--- Start of DATA SECTION ---

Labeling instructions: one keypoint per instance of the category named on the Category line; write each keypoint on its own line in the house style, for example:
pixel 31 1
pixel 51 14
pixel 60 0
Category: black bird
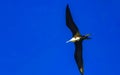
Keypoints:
pixel 77 39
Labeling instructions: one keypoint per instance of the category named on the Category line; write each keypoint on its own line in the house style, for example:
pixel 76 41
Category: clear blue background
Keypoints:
pixel 33 35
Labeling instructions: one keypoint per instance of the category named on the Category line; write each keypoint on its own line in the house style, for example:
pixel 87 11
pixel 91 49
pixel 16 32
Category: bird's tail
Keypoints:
pixel 87 36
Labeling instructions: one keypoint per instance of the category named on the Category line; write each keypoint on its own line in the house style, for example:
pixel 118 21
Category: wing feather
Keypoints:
pixel 69 21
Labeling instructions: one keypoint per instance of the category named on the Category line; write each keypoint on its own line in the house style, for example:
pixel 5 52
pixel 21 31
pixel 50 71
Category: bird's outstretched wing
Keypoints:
pixel 78 56
pixel 69 22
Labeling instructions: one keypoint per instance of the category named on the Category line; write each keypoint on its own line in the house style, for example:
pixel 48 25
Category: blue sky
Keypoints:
pixel 33 35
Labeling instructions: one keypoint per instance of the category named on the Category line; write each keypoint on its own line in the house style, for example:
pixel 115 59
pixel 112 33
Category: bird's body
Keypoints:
pixel 77 39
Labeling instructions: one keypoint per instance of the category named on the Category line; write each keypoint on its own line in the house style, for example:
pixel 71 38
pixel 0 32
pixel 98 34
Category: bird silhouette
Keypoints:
pixel 77 38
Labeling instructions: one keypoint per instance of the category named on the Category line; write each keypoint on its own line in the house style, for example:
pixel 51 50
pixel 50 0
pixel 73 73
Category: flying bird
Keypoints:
pixel 77 38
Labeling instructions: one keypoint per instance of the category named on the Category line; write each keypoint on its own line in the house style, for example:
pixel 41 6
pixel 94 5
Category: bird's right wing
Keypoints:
pixel 69 22
pixel 78 56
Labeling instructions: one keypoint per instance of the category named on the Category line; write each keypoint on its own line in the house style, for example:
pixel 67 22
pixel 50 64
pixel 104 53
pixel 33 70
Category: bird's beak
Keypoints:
pixel 71 40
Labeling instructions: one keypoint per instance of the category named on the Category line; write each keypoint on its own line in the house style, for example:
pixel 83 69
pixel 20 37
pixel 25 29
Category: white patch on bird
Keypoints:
pixel 74 39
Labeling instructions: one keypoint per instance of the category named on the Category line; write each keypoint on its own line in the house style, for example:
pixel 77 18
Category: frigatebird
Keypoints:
pixel 77 39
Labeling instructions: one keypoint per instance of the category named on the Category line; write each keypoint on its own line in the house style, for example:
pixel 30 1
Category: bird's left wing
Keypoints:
pixel 69 22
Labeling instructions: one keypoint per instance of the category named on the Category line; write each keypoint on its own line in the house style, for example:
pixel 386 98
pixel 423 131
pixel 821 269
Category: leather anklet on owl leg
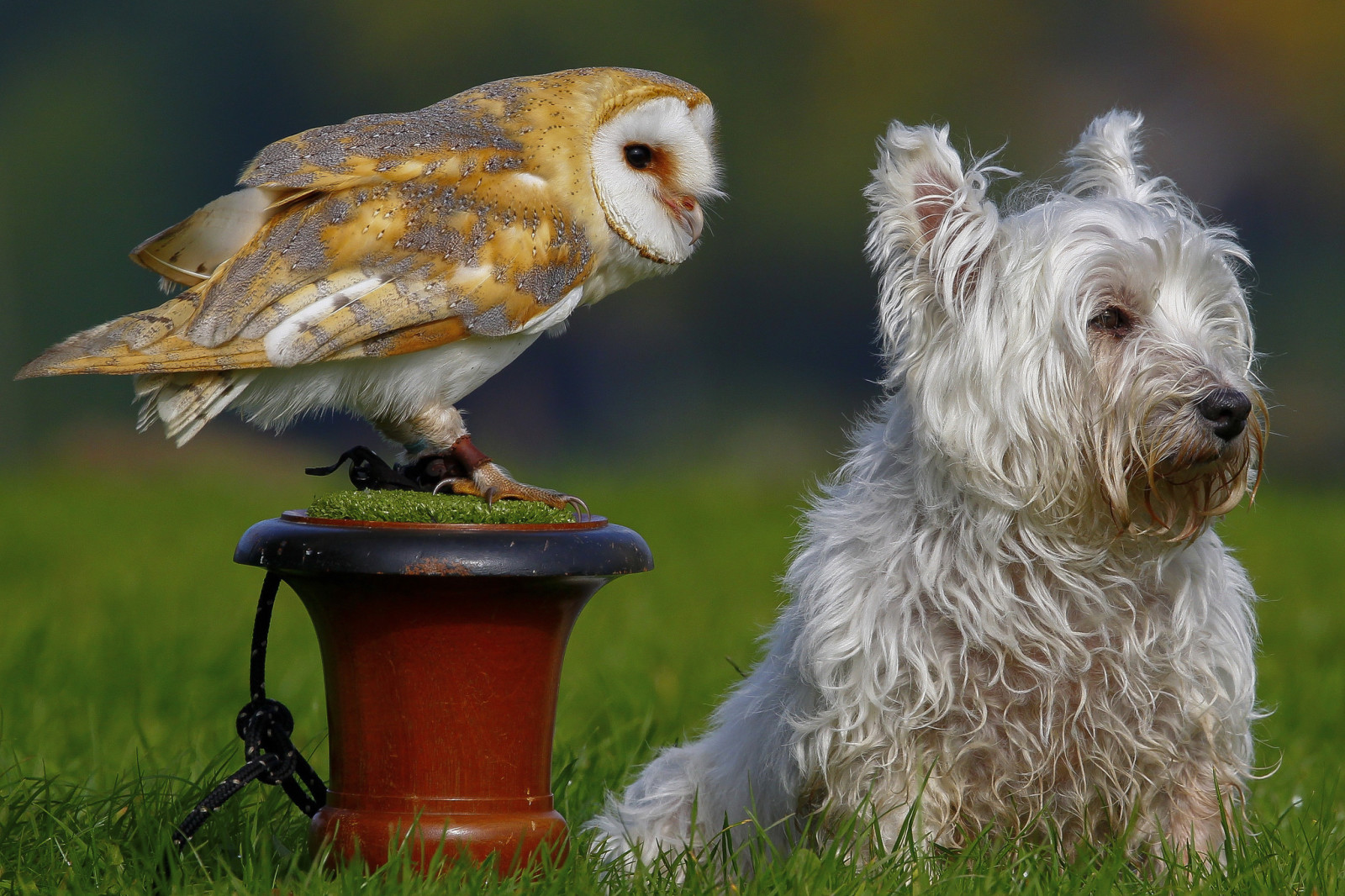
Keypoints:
pixel 488 479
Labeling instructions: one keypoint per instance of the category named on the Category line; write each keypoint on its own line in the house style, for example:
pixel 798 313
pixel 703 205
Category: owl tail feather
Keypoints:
pixel 186 403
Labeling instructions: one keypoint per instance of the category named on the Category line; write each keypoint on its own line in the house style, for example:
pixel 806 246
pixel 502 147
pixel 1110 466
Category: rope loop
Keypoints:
pixel 264 727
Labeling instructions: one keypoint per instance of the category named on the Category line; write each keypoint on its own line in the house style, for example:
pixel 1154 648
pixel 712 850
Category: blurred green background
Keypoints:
pixel 119 119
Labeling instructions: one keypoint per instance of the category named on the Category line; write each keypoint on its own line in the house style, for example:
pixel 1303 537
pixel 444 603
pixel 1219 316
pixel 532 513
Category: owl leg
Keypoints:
pixel 437 444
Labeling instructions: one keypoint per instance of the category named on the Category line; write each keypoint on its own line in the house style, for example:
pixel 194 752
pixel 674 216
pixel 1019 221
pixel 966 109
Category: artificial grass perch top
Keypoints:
pixel 425 508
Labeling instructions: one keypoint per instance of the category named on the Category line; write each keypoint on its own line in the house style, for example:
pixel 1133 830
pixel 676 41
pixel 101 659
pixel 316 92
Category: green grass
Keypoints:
pixel 124 630
pixel 424 508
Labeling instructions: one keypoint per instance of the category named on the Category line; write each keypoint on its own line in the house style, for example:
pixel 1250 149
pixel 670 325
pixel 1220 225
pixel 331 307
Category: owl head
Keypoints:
pixel 654 166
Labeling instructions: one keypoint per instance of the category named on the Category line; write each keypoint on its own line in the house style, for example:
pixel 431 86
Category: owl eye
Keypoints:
pixel 638 155
pixel 1114 320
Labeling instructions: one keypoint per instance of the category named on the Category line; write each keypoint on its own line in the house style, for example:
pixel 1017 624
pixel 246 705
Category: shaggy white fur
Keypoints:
pixel 1009 609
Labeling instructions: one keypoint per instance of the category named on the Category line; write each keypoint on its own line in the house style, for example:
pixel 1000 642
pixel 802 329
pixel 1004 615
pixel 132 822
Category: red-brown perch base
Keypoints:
pixel 441 651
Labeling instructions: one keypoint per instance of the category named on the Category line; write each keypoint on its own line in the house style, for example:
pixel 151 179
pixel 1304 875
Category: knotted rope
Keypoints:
pixel 264 727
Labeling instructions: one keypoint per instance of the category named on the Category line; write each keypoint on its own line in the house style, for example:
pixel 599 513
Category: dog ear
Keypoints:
pixel 931 228
pixel 1106 161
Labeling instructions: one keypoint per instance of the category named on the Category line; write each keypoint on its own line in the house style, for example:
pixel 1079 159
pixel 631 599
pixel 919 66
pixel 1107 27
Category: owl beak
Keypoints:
pixel 689 215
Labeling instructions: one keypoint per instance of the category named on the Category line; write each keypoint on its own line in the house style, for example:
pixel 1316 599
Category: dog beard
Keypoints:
pixel 1169 475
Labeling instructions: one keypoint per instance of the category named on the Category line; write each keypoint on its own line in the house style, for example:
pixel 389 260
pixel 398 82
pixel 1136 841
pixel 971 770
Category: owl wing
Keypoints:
pixel 333 252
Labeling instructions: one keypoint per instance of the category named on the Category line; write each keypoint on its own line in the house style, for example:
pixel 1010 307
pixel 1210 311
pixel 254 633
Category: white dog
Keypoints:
pixel 1009 609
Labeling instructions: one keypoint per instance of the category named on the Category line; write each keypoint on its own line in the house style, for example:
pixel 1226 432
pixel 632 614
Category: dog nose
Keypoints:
pixel 1227 410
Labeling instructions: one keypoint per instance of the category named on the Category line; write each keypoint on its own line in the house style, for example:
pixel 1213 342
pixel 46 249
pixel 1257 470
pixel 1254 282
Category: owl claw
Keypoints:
pixel 491 483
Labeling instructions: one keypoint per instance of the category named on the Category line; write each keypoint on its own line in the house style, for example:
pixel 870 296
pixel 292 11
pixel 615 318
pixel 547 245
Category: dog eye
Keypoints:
pixel 638 155
pixel 1114 320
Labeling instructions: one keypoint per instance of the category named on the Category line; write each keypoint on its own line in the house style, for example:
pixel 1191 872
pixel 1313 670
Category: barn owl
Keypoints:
pixel 393 264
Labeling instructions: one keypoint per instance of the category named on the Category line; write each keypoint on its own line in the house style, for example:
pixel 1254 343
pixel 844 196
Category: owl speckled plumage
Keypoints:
pixel 392 264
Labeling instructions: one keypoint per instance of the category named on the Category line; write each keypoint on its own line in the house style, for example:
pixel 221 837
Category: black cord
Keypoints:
pixel 266 727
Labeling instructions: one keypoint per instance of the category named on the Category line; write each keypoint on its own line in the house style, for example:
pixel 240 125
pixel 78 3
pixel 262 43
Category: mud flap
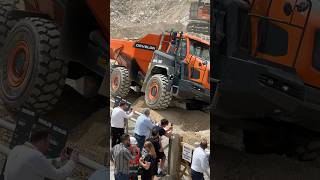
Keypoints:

--- End of DATA SECTION ---

**PROBLEM**
Make an exact copy of every entry above, minus the images.

**RIGHT ANSWER**
Labeling instructions: one keypoint per instance of the category named on the Category line; write each keypoint on its own line in the house style, for example:
pixel 31 1
pixel 51 14
pixel 60 0
Category: black bird
Keypoints:
pixel 77 39
Labeling instructions: one keypoint per instance of the category named on the Category line; write each keypoint on its own line in the house style, for example:
pixel 76 41
Category: clear blue background
Keypoints:
pixel 33 35
Labeling instructions: one keypoint per instance of the category named on the Category line; write each keypoint on its own line in the house style, for example:
pixel 87 11
pixel 91 49
pixel 16 32
Category: bird's tail
Keypoints:
pixel 87 36
Labeling instructions: one keypoint per instance of the category named on the Category line; write each keypoint on its own line in the house style, for example:
pixel 118 21
Category: wing feather
Keypoints:
pixel 69 21
Labeling instructions: one keypoint per instance of the category named on the Category line; write each keypoint on its own line in the house style, for example:
pixel 5 52
pixel 21 31
pixel 50 71
Category: bird's outstretched wing
Keypoints:
pixel 78 56
pixel 69 22
Labeling instructions: one keypoint per instance of the category named on the Category line; write each keypoint on its own line in the house style, for example:
pixel 48 25
Category: blue sky
Keypoints:
pixel 33 35
Labeling instructions: one keypoint per instance of the category named on the Category line; write each keypoint on its own line in the house style, for example:
pixel 115 59
pixel 112 33
Category: bird's body
Keypoints:
pixel 77 39
Labeling instructions: one keypoint per instance of the category named on the Category line; write each keypoint on its own line in the house style, for example:
pixel 71 38
pixel 0 32
pixel 98 34
Category: bird silhouette
Keypoints:
pixel 77 38
Labeling instructions: one keypoint per instance of the category named on the Category line; write each keypoint on its own line in the house style, for example:
pixel 51 50
pixel 50 0
pixel 73 73
Category: flying bird
Keypoints:
pixel 77 38
Labeling instructions: one keypoint per instance of the category named on the Category line; write each keypoint on its own line in the house style, for example:
pixel 41 6
pixel 94 5
Category: bird's right wing
Keypoints:
pixel 69 22
pixel 78 56
Labeling instructions: one keypoint per instance of the category named on the Category line; write each keypoint on its own line in the house style, for example:
pixel 67 22
pixel 50 64
pixel 104 53
pixel 33 70
Category: bird's beak
Keypoints:
pixel 71 40
Labeling instructions: one keypoint per instance of the category named on the Category line; write each keypoint on its own line in the house style, for example:
pixel 83 69
pixel 20 37
pixel 25 29
Category: white patch on bird
Keypoints:
pixel 74 39
Labeling instructions: one keypoint per instance of the category named on the Category line; write each keypoint on its own line in the house style, for example:
pixel 77 18
Category: frigatebird
Keypoints:
pixel 77 39
Labeling instructions: one keypoint per instance of the category named on the Category line; write each keypoint on its own line in the house style, for example:
pixel 30 1
Category: bird's left wing
Keypoints:
pixel 69 22
Labeling instructions: one keypoint per instance of the category named on the Category line; write each keypoint on its own line in the house style, for example:
pixel 386 98
pixel 423 131
pixel 821 269
Category: leather anklet on owl leg
Keypoints:
pixel 488 479
Labeling instructions: one keypoint per instance of the category named on the Category line; write each keypoint on its own line in the house style, for example:
pixel 798 313
pixel 703 205
Category: owl tail feather
Keypoints:
pixel 186 403
Labeling instructions: one keypoint per instance of the category named on the Category line; write each keypoint on its own line in the house style, for example:
pixel 806 246
pixel 502 147
pixel 1110 466
Category: rope loop
Keypoints:
pixel 264 727
Labeling instructions: one keypoint per instance of the category named on the Category line; write each keypoint on its own line in the house style, for example:
pixel 1154 648
pixel 712 850
Category: blurred green background
Keypoints:
pixel 119 119
Labeling instructions: one keypoint per instance of the category named on the Category line; write each keypoint on its own line in the house style, for example:
pixel 1303 537
pixel 444 603
pixel 1219 316
pixel 532 513
Category: owl leg
Keypoints:
pixel 437 444
Labeling instructions: one keypoint per instance of the category named on the Category line; write each keypoint on its own line in the house style, for example:
pixel 194 752
pixel 674 216
pixel 1019 221
pixel 966 109
Category: artificial grass perch top
Keypoints:
pixel 425 508
Labeling instructions: one keypoint per instance of the category named on the Category line; write each keypoint on its own line in the house style, for example:
pixel 1133 830
pixel 676 41
pixel 101 659
pixel 316 92
Category: green grass
Keypoints:
pixel 124 630
pixel 424 508
Labeling instructions: one keypoint per instance of the category named on the Category line; write each keypoint on its own line in the house style, for example:
pixel 1250 149
pixel 670 325
pixel 1220 225
pixel 331 307
Category: owl head
Keypoints:
pixel 654 166
Labeling instructions: one keypoint per instance of the category named on the Category line; write each keypoint on its own line in the house style, for example:
pixel 431 86
Category: owl eye
Keypoints:
pixel 638 155
pixel 1114 320
Labeling instructions: one keypoint per instance of the category named on the Category line; write each keypoint on its own line in the house style, for example:
pixel 1017 624
pixel 246 705
Category: shaggy white fur
Keypoints:
pixel 1009 609
Labeling instructions: one keypoint per instance of the category named on the Category line; write each keypoint on its own line in the house style, for example:
pixel 1000 642
pixel 802 329
pixel 1004 615
pixel 132 822
Category: red-brown perch base
Keypoints:
pixel 441 651
Labeling instructions: one keypoint per instance of the category named on the Category line; write each keypoint on its own line in the house style, for example:
pixel 151 179
pixel 1304 875
Category: knotted rope
Keypoints:
pixel 264 727
Labeling instructions: one keypoint per instance of the category named on the Category line; write each keypoint on its own line in the house style, for example:
pixel 599 513
Category: dog ear
Keypoints:
pixel 931 228
pixel 1106 161
Labeling instructions: one keypoint per instance of the category named on the Category line; write each keypoint on its own line in the house style, for example:
pixel 1079 159
pixel 631 599
pixel 919 66
pixel 1107 27
Category: owl beak
Keypoints:
pixel 689 215
Labeling instructions: one keypoint per instance of the category named on the Category line; write each keypoint on its own line in the house style, for example:
pixel 1316 599
Category: dog beard
Keypoints:
pixel 1169 475
Labeling instructions: one keypoint per instance of the category named on the Category line; write each keypoint on its own line in the house style, for example:
pixel 389 260
pixel 398 82
pixel 1136 841
pixel 971 770
Category: owl wing
Keypoints:
pixel 333 252
Labeling instructions: one keypoint per instance of the category named on the Category line; write each keypoint on its own line in the house style, for example:
pixel 1010 307
pixel 1210 311
pixel 254 633
Category: white dog
Keypoints:
pixel 1009 609
Labeling instructions: one keypoint per instance of the category named on the Category line; write each keypoint on its own line in the house style, for example:
pixel 1226 432
pixel 632 614
Category: dog nose
Keypoints:
pixel 1227 410
Labeling instructions: one keypoint per instance of the category named on the Category line; write each keypoint on its own line in the house style, for example:
pixel 1213 342
pixel 46 249
pixel 1257 470
pixel 1254 282
Category: owl claw
Keypoints:
pixel 491 483
Labeling instructions: one keypoint per instance of the category named on the Category line; write each keypoint on its own line in the house style, for example:
pixel 870 296
pixel 292 11
pixel 615 318
pixel 547 245
Category: dog eye
Keypoints:
pixel 638 155
pixel 1114 320
Labeling instructions: one keypoint per instance of the category named on the Category line; write each keypoint on its own line in the house style, for example:
pixel 1191 872
pixel 1313 670
Category: barn owl
Keypoints:
pixel 393 264
Labeling instructions: one keypoint per instance of the category named on the Category line; write each keypoint on its own line in the house style, for example:
pixel 1254 343
pixel 844 196
Category: owl speckled plumage
Keypoints:
pixel 392 264
Labeling instructions: one keypoint per instance of the category named on the Category line; write each keypoint on its own line in the house style, for example:
pixel 221 837
Category: black cord
Keypoints:
pixel 266 727
Labeling instructions: one keypoint per instance of the category named on the Category line; write each keypoint on its own line in the house style, for example:
pixel 240 125
pixel 78 3
pixel 262 43
Category: mud flap
Keypoints:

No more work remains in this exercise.